- _Given records_
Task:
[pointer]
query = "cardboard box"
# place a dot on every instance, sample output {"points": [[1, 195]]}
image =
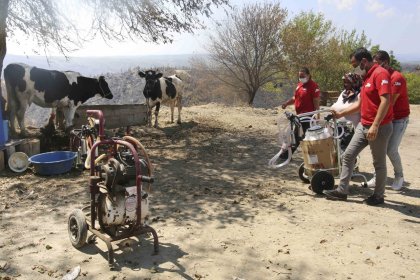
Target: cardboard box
{"points": [[319, 154]]}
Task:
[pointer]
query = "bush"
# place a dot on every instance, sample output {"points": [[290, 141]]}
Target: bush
{"points": [[413, 87]]}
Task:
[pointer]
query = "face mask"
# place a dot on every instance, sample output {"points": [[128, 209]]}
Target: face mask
{"points": [[358, 71], [303, 80]]}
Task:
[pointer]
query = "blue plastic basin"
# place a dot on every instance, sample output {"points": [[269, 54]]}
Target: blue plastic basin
{"points": [[53, 163]]}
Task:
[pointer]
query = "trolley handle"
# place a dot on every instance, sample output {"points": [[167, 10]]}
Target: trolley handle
{"points": [[147, 179]]}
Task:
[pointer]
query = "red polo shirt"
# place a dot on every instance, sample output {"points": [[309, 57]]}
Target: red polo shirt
{"points": [[304, 96], [399, 86], [375, 84]]}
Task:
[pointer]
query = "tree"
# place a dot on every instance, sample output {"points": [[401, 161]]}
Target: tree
{"points": [[152, 21], [312, 41], [247, 50], [413, 87]]}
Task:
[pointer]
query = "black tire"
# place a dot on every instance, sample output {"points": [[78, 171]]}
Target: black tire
{"points": [[322, 180], [302, 174], [77, 228]]}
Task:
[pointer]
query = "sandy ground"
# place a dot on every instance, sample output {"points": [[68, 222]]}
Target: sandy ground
{"points": [[220, 213]]}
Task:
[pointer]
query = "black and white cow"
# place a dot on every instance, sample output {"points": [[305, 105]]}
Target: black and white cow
{"points": [[165, 90], [49, 89]]}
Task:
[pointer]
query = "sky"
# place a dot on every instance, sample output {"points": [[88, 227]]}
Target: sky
{"points": [[394, 25]]}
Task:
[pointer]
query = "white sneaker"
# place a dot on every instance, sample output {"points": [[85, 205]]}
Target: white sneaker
{"points": [[372, 182], [397, 184]]}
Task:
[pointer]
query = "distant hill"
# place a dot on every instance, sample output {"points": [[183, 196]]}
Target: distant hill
{"points": [[94, 66]]}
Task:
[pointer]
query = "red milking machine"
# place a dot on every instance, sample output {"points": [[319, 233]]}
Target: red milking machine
{"points": [[118, 203]]}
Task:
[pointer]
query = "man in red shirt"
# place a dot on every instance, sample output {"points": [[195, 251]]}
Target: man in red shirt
{"points": [[374, 129], [306, 99], [401, 108]]}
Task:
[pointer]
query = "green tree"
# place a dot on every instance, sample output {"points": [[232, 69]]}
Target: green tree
{"points": [[311, 40], [247, 50], [413, 87], [154, 21]]}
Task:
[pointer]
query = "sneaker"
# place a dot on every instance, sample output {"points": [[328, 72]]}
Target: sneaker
{"points": [[372, 182], [335, 195], [397, 184], [373, 200]]}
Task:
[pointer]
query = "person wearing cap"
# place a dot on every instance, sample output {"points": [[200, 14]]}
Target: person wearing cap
{"points": [[352, 83], [374, 129], [306, 99], [401, 109]]}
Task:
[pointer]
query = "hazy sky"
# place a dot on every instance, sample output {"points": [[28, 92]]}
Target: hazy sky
{"points": [[394, 25]]}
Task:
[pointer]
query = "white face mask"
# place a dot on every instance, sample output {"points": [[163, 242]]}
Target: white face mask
{"points": [[359, 71], [303, 80]]}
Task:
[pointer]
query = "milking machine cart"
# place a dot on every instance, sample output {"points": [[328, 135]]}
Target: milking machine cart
{"points": [[322, 146], [118, 201]]}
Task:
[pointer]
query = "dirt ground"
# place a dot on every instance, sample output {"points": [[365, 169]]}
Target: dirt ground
{"points": [[220, 213]]}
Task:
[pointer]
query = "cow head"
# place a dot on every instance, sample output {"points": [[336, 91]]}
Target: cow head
{"points": [[152, 78], [104, 88]]}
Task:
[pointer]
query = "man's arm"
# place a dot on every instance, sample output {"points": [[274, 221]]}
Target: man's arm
{"points": [[354, 107], [288, 102], [382, 110]]}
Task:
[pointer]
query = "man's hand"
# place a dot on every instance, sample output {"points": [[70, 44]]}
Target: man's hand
{"points": [[372, 133], [336, 114]]}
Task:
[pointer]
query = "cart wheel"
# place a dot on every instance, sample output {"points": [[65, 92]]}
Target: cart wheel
{"points": [[302, 174], [322, 180], [77, 228]]}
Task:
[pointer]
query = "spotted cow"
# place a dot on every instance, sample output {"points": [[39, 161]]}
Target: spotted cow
{"points": [[49, 89], [165, 90]]}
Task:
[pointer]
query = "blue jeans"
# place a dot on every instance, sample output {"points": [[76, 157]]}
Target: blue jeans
{"points": [[378, 148], [399, 127]]}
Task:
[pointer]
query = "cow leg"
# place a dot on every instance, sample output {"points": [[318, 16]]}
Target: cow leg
{"points": [[21, 121], [11, 107], [157, 113], [69, 113], [20, 114], [149, 113], [179, 105], [172, 105], [60, 119]]}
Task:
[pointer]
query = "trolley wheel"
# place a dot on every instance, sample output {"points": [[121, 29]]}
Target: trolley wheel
{"points": [[322, 180], [77, 228], [302, 174]]}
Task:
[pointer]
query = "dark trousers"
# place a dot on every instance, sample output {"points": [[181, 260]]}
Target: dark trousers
{"points": [[305, 126]]}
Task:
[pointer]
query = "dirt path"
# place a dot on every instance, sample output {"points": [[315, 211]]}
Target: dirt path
{"points": [[220, 213]]}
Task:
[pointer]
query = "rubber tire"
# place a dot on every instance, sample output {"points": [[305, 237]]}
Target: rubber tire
{"points": [[77, 228], [322, 180], [302, 175]]}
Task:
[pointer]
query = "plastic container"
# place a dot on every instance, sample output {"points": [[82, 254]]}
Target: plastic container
{"points": [[317, 133], [53, 163]]}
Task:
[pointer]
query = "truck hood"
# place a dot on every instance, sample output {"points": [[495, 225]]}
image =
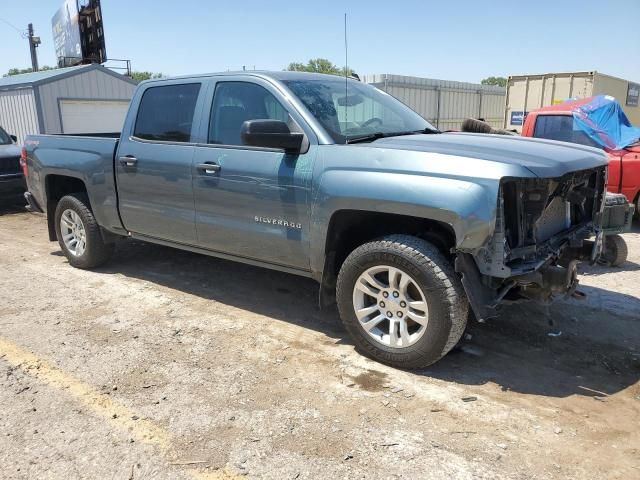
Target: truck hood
{"points": [[543, 158], [9, 151]]}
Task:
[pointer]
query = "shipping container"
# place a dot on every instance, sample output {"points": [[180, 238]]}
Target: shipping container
{"points": [[530, 92], [444, 103]]}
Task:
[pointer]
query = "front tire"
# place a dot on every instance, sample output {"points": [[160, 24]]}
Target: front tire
{"points": [[79, 234], [615, 251], [401, 301]]}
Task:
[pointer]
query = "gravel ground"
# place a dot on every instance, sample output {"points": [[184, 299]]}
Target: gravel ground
{"points": [[166, 364]]}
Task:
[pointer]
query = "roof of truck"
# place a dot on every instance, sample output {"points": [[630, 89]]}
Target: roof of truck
{"points": [[276, 75]]}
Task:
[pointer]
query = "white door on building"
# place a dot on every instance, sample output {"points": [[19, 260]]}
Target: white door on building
{"points": [[93, 116]]}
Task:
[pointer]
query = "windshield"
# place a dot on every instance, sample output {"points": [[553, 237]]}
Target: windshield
{"points": [[5, 139], [363, 111]]}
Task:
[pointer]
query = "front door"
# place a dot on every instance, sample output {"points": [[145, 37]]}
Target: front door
{"points": [[251, 202], [154, 164]]}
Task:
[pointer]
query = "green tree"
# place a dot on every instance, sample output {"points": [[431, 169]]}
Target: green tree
{"points": [[20, 71], [140, 76], [318, 65], [499, 81]]}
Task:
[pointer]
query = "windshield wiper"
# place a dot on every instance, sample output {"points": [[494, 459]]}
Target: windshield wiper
{"points": [[377, 135]]}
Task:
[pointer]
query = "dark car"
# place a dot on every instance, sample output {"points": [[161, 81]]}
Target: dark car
{"points": [[11, 177]]}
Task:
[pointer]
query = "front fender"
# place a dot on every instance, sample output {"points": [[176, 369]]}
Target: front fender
{"points": [[467, 206]]}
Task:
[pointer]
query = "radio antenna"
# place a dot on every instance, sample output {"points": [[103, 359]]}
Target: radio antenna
{"points": [[346, 75]]}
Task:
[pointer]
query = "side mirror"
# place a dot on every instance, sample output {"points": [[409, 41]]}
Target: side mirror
{"points": [[271, 134]]}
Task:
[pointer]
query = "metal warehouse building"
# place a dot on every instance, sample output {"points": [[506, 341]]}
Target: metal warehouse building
{"points": [[444, 103], [82, 99]]}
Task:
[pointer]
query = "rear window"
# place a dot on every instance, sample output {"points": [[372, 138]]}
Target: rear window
{"points": [[166, 113], [561, 128]]}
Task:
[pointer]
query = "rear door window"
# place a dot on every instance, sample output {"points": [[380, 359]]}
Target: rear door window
{"points": [[166, 113], [561, 128], [236, 102]]}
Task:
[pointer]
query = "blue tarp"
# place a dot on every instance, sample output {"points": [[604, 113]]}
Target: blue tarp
{"points": [[603, 120]]}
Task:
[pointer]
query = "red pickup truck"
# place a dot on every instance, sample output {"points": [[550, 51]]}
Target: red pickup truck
{"points": [[557, 122]]}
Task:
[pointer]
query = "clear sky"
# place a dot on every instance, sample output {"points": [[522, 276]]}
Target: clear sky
{"points": [[460, 40]]}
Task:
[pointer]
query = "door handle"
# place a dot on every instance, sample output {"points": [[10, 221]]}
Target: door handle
{"points": [[209, 168], [128, 161]]}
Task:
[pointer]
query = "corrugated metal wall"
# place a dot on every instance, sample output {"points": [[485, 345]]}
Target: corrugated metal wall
{"points": [[530, 92], [18, 112], [444, 103], [95, 85]]}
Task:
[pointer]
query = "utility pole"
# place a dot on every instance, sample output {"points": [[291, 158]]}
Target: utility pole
{"points": [[33, 44]]}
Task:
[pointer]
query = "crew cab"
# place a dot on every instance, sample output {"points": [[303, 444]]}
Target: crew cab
{"points": [[556, 122], [325, 177], [11, 176]]}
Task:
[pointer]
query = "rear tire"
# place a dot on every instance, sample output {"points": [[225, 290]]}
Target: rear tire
{"points": [[84, 246], [429, 280], [615, 251]]}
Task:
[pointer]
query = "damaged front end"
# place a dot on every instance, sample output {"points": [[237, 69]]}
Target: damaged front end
{"points": [[541, 233]]}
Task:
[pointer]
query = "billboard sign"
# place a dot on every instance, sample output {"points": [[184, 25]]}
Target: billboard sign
{"points": [[633, 94], [66, 34], [517, 117]]}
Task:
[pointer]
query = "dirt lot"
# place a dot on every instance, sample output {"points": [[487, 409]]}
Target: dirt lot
{"points": [[166, 364]]}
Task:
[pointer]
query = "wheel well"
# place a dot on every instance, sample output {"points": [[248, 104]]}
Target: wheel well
{"points": [[56, 187], [348, 229]]}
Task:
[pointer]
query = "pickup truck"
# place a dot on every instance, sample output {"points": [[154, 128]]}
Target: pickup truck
{"points": [[402, 226], [556, 122], [11, 177]]}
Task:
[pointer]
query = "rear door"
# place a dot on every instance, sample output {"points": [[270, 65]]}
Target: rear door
{"points": [[154, 159]]}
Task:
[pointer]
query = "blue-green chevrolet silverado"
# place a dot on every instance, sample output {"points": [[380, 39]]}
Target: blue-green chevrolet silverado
{"points": [[403, 226]]}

- _To do_
Gather every line of the records that contains the string "trousers" and copy each one out in full.

- _Final answer_
query = "dark trousers"
Target: dark trousers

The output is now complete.